§ Data for this exercise:
==================================================
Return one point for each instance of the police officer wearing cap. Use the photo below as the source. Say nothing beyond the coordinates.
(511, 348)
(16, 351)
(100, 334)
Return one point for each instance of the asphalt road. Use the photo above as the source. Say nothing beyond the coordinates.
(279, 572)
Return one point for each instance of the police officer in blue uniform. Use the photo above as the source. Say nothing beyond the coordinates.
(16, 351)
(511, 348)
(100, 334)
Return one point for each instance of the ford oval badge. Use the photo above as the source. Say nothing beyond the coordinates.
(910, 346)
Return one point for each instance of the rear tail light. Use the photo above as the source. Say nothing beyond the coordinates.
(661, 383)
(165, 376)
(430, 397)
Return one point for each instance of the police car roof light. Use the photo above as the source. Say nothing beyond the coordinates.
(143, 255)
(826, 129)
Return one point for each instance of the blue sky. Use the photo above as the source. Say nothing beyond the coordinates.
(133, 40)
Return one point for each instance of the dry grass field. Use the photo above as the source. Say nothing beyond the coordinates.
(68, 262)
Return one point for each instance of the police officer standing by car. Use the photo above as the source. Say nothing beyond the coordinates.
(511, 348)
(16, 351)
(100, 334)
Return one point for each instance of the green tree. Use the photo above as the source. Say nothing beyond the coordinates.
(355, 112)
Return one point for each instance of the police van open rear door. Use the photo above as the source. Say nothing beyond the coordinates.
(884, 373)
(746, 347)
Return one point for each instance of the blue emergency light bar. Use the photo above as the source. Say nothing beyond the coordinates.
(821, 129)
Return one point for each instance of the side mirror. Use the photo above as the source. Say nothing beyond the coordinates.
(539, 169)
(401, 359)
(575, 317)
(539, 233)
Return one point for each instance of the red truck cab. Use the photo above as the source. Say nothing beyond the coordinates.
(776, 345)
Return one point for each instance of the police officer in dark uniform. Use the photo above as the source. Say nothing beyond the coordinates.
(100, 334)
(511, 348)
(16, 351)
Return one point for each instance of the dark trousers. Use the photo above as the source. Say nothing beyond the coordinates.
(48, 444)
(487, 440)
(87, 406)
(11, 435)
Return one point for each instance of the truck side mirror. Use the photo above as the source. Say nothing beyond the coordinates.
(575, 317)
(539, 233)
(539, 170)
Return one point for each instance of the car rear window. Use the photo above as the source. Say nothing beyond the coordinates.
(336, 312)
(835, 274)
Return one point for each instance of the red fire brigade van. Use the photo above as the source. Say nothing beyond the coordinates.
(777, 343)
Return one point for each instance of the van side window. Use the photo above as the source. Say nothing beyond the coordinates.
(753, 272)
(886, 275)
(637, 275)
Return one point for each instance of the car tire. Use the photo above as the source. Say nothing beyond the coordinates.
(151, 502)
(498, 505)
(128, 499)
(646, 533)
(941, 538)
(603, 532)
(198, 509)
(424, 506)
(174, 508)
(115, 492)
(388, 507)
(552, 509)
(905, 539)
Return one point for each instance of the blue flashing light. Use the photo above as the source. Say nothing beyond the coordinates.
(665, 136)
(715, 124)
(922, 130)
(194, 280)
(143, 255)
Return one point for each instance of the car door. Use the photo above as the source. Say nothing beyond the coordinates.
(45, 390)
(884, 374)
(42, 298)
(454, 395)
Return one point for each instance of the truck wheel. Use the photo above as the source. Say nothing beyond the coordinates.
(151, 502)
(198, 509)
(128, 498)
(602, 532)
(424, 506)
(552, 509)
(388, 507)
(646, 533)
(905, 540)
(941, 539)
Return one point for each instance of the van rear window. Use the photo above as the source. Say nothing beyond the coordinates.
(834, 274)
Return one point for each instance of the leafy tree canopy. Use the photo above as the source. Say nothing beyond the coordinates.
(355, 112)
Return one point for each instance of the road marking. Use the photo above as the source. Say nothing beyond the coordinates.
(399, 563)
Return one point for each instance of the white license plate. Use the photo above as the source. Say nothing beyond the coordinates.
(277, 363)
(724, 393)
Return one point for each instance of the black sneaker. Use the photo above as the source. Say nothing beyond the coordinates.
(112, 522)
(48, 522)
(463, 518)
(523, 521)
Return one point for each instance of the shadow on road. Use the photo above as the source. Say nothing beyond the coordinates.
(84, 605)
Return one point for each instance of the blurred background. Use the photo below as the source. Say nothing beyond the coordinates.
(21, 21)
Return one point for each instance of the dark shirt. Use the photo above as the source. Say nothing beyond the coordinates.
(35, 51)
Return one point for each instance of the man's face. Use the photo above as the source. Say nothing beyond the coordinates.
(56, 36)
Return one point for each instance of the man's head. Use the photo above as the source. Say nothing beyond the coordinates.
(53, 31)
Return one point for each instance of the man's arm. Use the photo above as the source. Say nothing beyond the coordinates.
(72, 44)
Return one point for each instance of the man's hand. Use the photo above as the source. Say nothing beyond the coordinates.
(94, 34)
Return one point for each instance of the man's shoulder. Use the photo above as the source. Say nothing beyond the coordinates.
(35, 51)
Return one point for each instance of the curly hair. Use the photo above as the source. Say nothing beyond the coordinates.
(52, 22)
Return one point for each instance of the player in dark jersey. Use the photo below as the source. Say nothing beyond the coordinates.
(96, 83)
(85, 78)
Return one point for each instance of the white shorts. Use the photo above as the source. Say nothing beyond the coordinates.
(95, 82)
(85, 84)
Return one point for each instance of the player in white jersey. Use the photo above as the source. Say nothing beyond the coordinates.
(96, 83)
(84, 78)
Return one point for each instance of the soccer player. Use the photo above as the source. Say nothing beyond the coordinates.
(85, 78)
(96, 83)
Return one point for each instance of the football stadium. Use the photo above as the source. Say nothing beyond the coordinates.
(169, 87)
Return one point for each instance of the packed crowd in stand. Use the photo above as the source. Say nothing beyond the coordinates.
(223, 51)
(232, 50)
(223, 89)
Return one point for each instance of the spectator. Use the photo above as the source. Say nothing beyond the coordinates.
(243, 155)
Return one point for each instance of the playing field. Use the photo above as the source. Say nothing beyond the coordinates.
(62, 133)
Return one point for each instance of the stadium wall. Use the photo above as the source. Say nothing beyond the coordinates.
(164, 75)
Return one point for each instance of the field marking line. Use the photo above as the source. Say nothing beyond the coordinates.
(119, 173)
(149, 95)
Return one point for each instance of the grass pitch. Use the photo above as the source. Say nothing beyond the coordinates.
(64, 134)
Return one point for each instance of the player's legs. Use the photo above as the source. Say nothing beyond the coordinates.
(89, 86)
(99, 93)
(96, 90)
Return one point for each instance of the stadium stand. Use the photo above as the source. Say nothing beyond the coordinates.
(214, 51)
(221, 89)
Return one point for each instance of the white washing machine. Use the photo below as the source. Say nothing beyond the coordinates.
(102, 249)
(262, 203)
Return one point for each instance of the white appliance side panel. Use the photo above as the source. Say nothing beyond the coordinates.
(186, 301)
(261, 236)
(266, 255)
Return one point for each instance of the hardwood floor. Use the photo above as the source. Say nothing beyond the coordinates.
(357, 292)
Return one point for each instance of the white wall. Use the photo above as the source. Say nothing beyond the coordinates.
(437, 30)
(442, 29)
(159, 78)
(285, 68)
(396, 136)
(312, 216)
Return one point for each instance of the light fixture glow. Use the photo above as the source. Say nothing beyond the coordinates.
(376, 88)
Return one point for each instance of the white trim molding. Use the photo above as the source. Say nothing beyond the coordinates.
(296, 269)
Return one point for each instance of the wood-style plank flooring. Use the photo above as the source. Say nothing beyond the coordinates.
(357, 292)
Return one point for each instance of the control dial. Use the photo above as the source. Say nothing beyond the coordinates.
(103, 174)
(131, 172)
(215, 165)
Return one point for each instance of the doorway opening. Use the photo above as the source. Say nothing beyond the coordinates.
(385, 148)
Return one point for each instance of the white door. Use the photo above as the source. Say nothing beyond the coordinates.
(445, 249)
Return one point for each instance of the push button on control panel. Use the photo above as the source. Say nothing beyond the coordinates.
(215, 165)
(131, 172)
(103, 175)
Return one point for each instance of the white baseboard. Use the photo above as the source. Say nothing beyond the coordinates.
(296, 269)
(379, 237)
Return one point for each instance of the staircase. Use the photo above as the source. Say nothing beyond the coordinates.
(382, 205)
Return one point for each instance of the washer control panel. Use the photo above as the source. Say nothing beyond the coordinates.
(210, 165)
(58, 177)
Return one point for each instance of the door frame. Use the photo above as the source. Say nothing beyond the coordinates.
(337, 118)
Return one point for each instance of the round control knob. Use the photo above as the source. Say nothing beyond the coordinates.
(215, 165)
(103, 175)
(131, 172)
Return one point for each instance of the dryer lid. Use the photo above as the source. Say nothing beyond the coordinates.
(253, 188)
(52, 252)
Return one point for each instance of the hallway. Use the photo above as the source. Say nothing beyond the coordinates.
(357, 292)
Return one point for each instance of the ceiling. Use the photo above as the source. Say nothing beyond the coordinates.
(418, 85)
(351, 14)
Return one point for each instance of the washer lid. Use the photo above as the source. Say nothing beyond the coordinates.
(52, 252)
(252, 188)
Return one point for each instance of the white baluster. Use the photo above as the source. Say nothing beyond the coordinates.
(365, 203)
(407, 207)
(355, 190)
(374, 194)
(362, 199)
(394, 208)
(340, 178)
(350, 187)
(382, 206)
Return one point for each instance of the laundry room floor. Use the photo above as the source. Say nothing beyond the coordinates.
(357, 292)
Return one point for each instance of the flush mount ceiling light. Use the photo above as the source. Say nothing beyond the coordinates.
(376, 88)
==================================================
§ Exercise brief: Would you quote, exactly and only, the lines from the one containing "Return one point for each instance of the push" to the end of the entries?

§ Response to this exercise:
Return one point for each instance of the push button on control panel. Use the photo above as the source. Say nothing beyond the coordinates.
(215, 165)
(131, 172)
(103, 175)
Return one point for each instance of the white baseboard. Use the photo above as the source. Say nothing beyond the coordinates.
(296, 269)
(379, 237)
Return one point for each instance of the staircase. Use the photo above as the source. Say nothing beyond the coordinates.
(382, 205)
Return one point for each instance of the washer control panel. Use the photo above as the source. Say nothing beyond the coordinates.
(210, 165)
(58, 177)
Return one point for each instance of the door frame. Use the photo above as the source. Say nothing beyond the coordinates.
(337, 118)
Return one point for each instance of the round control knob. Use the photo above as the source. Say nothing beyond the coordinates.
(215, 165)
(103, 175)
(131, 172)
Return one point for each instance of the dryer lid. Use the photo above as the source. Say nothing beyond the coordinates.
(253, 188)
(52, 252)
Return one point for each instance of the hallway. Use the photo above as the source. Say nothing beyond the coordinates.
(357, 292)
Return one point for each instance of the ceiling. Use the photo above as the source. Say nothing beyond the coordinates.
(418, 85)
(351, 14)
Return one point for each instance of the washer lid. Use the photo above as the source. Say nothing beyond the coordinates.
(52, 252)
(252, 188)
Return one point for each instance of the white baluster. Use the photo above as the source. Say nothing beyond the coordinates.
(365, 203)
(407, 207)
(355, 190)
(374, 194)
(362, 199)
(394, 208)
(340, 178)
(350, 187)
(382, 206)
Return one point for each instance of the laundry room floor. Use the photo above as the source. Say nothing beyond the coordinates.
(357, 292)
Return one point for each instance of the flush mount ceiling light. Use the photo above as the source. Say nothing beyond the coordinates.
(376, 88)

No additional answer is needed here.